Records from a dataset:
<<<<

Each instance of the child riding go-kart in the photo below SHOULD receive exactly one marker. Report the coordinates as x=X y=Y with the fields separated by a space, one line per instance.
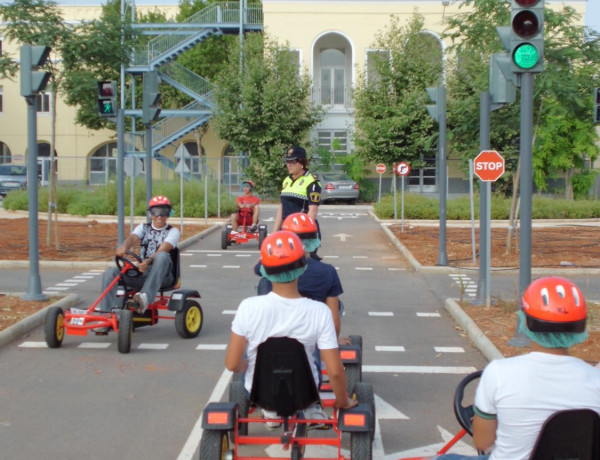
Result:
x=244 y=233
x=124 y=319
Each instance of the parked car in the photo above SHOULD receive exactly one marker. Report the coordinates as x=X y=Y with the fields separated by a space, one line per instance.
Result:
x=12 y=177
x=337 y=186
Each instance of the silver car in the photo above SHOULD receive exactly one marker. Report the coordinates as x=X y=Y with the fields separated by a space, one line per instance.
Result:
x=337 y=186
x=12 y=177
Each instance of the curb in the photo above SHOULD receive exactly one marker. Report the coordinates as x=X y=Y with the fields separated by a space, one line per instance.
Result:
x=17 y=330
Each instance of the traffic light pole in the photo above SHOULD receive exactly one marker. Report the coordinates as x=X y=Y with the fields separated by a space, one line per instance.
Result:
x=442 y=175
x=34 y=288
x=121 y=174
x=148 y=165
x=526 y=185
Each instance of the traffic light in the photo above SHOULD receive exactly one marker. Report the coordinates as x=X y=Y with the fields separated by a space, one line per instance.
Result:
x=596 y=105
x=107 y=98
x=150 y=98
x=33 y=80
x=527 y=35
x=438 y=95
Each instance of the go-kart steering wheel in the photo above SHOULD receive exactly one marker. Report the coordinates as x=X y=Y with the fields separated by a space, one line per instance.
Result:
x=464 y=414
x=121 y=262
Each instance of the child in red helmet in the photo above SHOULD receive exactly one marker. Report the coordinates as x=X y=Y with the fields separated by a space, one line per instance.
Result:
x=285 y=313
x=156 y=240
x=248 y=209
x=516 y=395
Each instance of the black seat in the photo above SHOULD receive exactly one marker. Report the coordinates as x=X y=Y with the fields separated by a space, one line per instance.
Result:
x=569 y=435
x=174 y=253
x=283 y=380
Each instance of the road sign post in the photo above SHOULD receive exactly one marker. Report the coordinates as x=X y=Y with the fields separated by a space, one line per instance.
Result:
x=403 y=170
x=380 y=168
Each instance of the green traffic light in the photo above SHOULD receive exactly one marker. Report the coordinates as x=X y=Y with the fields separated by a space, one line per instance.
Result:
x=526 y=56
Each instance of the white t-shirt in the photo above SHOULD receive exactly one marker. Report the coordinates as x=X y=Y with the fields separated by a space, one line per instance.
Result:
x=308 y=321
x=525 y=390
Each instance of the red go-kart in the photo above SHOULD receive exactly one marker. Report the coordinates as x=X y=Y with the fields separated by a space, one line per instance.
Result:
x=242 y=234
x=183 y=302
x=283 y=383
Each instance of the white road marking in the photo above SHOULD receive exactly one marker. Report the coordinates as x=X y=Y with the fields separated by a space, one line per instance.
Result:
x=449 y=349
x=419 y=369
x=33 y=345
x=153 y=346
x=94 y=345
x=389 y=348
x=209 y=346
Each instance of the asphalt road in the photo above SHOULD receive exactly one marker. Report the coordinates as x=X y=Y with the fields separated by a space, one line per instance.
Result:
x=86 y=400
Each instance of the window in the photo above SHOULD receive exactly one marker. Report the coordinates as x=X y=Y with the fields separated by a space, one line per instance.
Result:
x=43 y=103
x=325 y=139
x=377 y=60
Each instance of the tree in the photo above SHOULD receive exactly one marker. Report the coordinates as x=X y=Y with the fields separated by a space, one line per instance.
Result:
x=264 y=107
x=38 y=22
x=391 y=119
x=563 y=133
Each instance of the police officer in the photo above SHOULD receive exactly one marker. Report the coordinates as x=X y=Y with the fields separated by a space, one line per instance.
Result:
x=300 y=191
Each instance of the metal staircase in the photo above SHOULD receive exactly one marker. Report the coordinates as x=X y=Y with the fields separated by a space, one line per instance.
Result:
x=160 y=54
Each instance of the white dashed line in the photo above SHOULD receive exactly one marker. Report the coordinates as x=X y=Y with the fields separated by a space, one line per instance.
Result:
x=449 y=349
x=389 y=348
x=153 y=346
x=215 y=346
x=96 y=345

>>>>

Can you rewrite every item above with "marker" changed to "pin" and everything else kept the same? Leave the pictures out.

Each instance of the child riding go-kart in the photo below SHOULD receive exactly one pin. Report the coordinates as x=X y=Y with the fields separated by a space, one line per instance.
Result:
x=244 y=233
x=124 y=319
Each instance of the parked car in the photo above SHOULD receive exactly one pin. Report the coordinates as x=X y=Y with the fields separated by a space, one line per instance.
Result:
x=12 y=177
x=337 y=186
Each instance of the silver car in the photo above SHOULD receive exactly one pin. Report the coordinates as x=X y=Y with the fields separated by a space, one line per instance.
Result:
x=337 y=186
x=12 y=177
Each instance of the curb in the photo above SHOULD receive exactly one pin. Report the coordinates as x=X y=Y with the fields separated by a space, one line per instance.
Result:
x=17 y=330
Each instance of the traffic light pole in the photo above SHOULD receive exactly one pin. Report the coordinates as x=X y=Y with the fields separated by a space, one line per instance.
Result:
x=442 y=175
x=34 y=288
x=121 y=174
x=148 y=165
x=526 y=185
Each instance of the traffic light in the photo above SHOULD receive exactly one pin. Report the coordinates as x=X y=Y with the fields separated by a space, one line per instance.
Result:
x=596 y=105
x=107 y=98
x=150 y=98
x=33 y=80
x=527 y=35
x=438 y=95
Each instance of the go-kart steering wheel in the photo above SHOULD receive exactly one pin. Report the coordinates as x=X y=Y with the fields separated by a space, one line per instance.
Result:
x=464 y=414
x=121 y=262
Each instance of the child in red helmet in the photo above SHOULD receive exactly one pin. Report the coordinates as x=X y=Y with the fields separated by a space, one line per instance.
Result:
x=285 y=313
x=156 y=240
x=248 y=209
x=516 y=395
Each instance of the black seat in the photo above SHOULD receive exactly one pin. Report the coordinates as x=X y=Y with the fields separated by a space, one line per instance.
Result:
x=569 y=435
x=174 y=253
x=283 y=380
Each instance of the road sign post in the photo above SHOULD receive exactly one pin. Report the coordinates as x=X y=Y with the fields separated by a space, one line per instance.
Result:
x=403 y=170
x=380 y=168
Each instance of the green traffic light in the photo above SHOULD receive exactly one pin. Report the coordinates as x=X y=Y with the fields separated by a space, one line per instance.
Result:
x=526 y=56
Each instance of the white t-shirt in the photo above SHOULD receive exactly one pin. Report the coordinates as x=X y=Y with the fields separated by a space, one line per instance.
Result:
x=308 y=321
x=525 y=390
Each instance of the red go-kart in the photo above SHOULD receive exactly one pin. Report the coordinates as x=X y=Y with the fields separated by a space, one line per instance.
Result:
x=242 y=234
x=183 y=302
x=283 y=383
Each instance of the white road marking in the photo above SHOULD receive exactly one pin. Report the coordinates as x=X y=Y with the fields separated by a space, one line per instance.
Result:
x=449 y=349
x=419 y=369
x=33 y=345
x=153 y=346
x=94 y=345
x=389 y=348
x=209 y=346
Each instance of the asphalt road in the photo above SHOULD receive exactly one pin. Report the coordinates as x=X y=Y with the fields separated by a space, one line per instance.
Result:
x=86 y=400
Each instance of the window in the photo above SHOULD receive exactly one pin. Report the coordinates as x=X y=Y with the fields separated by a space, one line per instance.
Result:
x=43 y=103
x=325 y=139
x=377 y=60
Each instance of the tree in the photo above SHOULD receive exactly one pin. Report the coordinates as x=X y=Y with the fields separated by a space, one line per instance.
Result:
x=264 y=107
x=38 y=22
x=391 y=119
x=563 y=133
Each instance of the police officer in the photo above SHOULD receive exactly one pin. Report the coordinates as x=X y=Y with the fields separated by a space, one line per instance.
Result:
x=300 y=191
Each instance of the metal staircase in the photo above SHOULD receive exactly one pin. Report the coordinates as x=X y=Y with the fields separated by a space, one line per instance.
Result:
x=160 y=54
Each instance of the white dashed line in the photo above SHOULD receive exactly one pin. Report the coordinates as x=X y=Y with the fields separated by a space, one line per instance.
Result:
x=449 y=349
x=389 y=348
x=153 y=346
x=215 y=346
x=96 y=345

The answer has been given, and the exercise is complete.